▸ DOCUMENT SECTION:
○ ○ ○ ○
Is This the Real Root of the Irish? By Patrick O’ Flanagan
Ancient bones discovered under an Irish pub are allegedly casting doubt on whether the Irish are Celtic at all, or so they say. This is all based upon DNA analysis of the three skeletons, plus a third Neolithic woman from Ballynahatty, supposedly indicating a Near East origin. Now that is possible, that a Near Eastern people may have come to Ireland 1,000 years before the Celts, or the skeletons of people that have been discovered could be a small sample of travellers who came to Ireland, then died out. But it is a long bow to pull to say that the Irish are not Celts, as there is a wealth of genetic analysis showing that they are quiet distinct from Near East populations. Anything for a headline.
“The chance discovery of ancient bones under an Irish pub in the mid-2000s has cast doubt over whether Irish people are actually related to the ancient Celts at all.
In 2006, Bertie Currie was clearing land to make a driveway for McCuaig's Bar on Rathlin Island off Antrim when he noticed a large, flat stone buried beneath the surface.
Currie realized that there was a large gap underneath the stone and investigated further.
"I shot the torch in and saw the gentleman, well, his skull and bones," Currie told the Washington Post in March 2016.
He eventually found the remains of three humans and immediately called the police.
○ ○ ○ ○
▸ DATA SECTION:
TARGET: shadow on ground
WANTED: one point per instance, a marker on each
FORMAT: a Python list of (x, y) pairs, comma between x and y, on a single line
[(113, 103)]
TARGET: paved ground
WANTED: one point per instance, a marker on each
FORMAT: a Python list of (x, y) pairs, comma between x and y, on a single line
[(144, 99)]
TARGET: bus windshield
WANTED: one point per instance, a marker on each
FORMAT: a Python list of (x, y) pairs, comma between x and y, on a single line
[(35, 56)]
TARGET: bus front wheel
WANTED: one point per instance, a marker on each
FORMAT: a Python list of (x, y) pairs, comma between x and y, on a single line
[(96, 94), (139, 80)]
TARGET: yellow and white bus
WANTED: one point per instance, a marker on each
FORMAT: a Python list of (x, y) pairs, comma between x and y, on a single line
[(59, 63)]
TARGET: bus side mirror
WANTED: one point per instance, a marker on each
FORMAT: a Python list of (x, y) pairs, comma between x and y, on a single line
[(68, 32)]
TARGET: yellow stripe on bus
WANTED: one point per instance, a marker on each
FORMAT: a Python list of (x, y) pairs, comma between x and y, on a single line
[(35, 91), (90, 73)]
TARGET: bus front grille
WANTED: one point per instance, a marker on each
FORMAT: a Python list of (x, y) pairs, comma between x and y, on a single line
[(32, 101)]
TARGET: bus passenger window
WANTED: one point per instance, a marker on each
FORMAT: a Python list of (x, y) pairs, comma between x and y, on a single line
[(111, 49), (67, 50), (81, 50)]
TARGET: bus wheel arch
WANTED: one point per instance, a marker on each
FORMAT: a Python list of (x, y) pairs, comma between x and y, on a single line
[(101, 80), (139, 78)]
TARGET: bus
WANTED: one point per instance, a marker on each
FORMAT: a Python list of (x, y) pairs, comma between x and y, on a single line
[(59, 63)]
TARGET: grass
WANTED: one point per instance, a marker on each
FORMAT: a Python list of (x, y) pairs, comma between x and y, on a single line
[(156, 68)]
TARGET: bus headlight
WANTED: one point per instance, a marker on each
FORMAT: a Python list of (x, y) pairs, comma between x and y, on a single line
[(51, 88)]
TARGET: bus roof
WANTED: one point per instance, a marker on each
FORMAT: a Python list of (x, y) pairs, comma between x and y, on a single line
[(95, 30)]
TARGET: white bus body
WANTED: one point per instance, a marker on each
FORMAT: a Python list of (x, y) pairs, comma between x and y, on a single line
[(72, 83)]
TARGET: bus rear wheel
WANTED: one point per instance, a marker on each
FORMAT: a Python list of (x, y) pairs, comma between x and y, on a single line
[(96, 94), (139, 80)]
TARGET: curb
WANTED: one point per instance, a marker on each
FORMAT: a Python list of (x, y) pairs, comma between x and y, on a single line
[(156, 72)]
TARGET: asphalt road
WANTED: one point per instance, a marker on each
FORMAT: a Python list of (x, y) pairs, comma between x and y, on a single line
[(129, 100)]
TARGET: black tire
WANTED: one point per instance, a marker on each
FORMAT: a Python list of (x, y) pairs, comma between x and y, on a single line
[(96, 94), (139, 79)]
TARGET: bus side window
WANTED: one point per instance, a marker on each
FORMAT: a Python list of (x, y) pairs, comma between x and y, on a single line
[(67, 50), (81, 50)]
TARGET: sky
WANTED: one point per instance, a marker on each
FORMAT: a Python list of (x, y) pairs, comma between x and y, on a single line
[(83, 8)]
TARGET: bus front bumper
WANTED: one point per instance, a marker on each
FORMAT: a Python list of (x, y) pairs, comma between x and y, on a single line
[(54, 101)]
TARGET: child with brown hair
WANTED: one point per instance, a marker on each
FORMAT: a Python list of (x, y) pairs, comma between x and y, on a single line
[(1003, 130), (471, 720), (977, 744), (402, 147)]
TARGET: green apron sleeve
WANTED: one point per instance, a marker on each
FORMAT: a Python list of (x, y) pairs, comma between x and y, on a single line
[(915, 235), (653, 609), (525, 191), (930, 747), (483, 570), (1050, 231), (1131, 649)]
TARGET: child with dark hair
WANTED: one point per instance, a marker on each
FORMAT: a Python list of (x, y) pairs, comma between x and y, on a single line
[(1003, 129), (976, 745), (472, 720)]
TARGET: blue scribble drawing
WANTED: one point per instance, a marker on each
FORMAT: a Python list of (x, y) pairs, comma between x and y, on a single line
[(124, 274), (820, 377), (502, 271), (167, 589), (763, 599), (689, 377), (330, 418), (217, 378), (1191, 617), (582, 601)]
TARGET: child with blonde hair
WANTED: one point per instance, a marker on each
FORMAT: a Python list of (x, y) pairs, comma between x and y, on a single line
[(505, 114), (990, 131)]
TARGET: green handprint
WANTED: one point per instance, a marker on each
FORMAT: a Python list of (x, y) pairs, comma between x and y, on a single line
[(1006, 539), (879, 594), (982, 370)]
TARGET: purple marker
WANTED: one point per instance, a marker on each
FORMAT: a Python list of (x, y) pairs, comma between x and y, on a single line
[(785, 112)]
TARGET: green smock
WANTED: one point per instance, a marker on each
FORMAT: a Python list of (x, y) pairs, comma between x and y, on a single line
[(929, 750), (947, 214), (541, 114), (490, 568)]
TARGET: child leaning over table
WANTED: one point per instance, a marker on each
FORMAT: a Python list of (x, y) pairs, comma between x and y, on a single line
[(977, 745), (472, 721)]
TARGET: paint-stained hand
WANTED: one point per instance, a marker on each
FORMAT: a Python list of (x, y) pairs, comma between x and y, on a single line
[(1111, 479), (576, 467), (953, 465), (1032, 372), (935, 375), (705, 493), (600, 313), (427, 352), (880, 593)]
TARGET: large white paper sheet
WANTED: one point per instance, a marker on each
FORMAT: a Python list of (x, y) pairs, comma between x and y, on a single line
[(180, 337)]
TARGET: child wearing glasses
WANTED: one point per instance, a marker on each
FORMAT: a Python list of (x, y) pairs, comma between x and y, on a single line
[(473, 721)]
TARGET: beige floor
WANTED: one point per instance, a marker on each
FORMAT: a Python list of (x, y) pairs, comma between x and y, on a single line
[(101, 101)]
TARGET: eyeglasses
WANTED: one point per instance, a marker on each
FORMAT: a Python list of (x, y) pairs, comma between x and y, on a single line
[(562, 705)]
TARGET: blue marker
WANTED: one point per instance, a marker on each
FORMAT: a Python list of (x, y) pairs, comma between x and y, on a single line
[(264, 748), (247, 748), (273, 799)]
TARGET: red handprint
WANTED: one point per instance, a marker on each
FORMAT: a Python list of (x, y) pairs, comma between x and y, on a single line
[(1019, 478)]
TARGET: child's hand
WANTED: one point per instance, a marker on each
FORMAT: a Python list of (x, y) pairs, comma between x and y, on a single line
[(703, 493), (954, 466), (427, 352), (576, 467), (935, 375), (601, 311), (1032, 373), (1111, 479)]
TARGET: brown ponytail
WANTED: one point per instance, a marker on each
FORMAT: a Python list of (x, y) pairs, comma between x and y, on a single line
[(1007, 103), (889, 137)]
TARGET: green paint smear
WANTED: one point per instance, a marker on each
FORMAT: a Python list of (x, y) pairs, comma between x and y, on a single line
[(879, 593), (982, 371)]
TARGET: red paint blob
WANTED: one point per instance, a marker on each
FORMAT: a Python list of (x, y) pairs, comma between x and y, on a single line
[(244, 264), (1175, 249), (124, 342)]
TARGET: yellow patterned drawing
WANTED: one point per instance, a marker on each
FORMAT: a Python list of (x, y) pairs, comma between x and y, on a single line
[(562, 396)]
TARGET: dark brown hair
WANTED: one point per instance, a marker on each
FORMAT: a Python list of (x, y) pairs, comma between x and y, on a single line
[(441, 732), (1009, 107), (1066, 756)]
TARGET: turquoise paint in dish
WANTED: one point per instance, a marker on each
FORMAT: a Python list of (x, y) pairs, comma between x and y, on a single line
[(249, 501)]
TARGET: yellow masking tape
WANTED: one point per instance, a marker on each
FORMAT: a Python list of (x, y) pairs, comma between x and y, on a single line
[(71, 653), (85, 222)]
○ ○ ○ ○
▸ REQUIRED WORK: Continue the article on the ancient bones found under the Rathlin Island pub, starting after its last sentence.

▸ ANSWER BOX:
The police arrived on the scene and discovered that this was not a crime scene but an ancient burial site.
It turned out to be a hugely significant ancient burial site as well that, with DNA analysis, could completely alter the perception that Irish people are descended from Celts.
A number of prominent professors at esteemed universities in Ireland and Britain analyzed the bones and said that the discovery could rewrite Irish history and ancestry.
DNA researchers found that the three skeletons found under Currie's pub are the ancestors of modern Irish people and predate the Celts' arrival on Irish shores by around 1,000 years.
Essentially, Irish DNA existed in Ireland before the Celts ever set foot on the island.
Instead, Irish ancestors may have come to Ireland from the Bible lands in the Middle East. They might have arrived in Ireland from the South Mediterranean and would have brought cattle, cereal, and ceramics with them.
The Proceedings of the National Academy of Science (PNAS) said in 2015 that the bones strikingly resembled those of contemporary Irish, Scottish, and Welsh people.
A retired archaeology professor at the highly-renowned University of Oxford said that the discovery could completely change the perception of Irish ancestry.
“The DNA evidence based on those bones completely upends the traditional view,” said Barry Cunliffe, an emeritus professor of archaeology at Oxford.
Radiocarbon dating at Currie's McCuaig's Bar found that the ancient bones date back to at least 2,000 BC, which is hundreds of years older than the oldest known Celtic artifacts anywhere in the world.
Dan Bradley, a genetics professor at Trinity College, said in 2016 that the discovery could challenge the popular belief that Irish people are related to Celts.
“The genomes of the contemporary people in Ireland are older — much older — than we previously thought,” he said.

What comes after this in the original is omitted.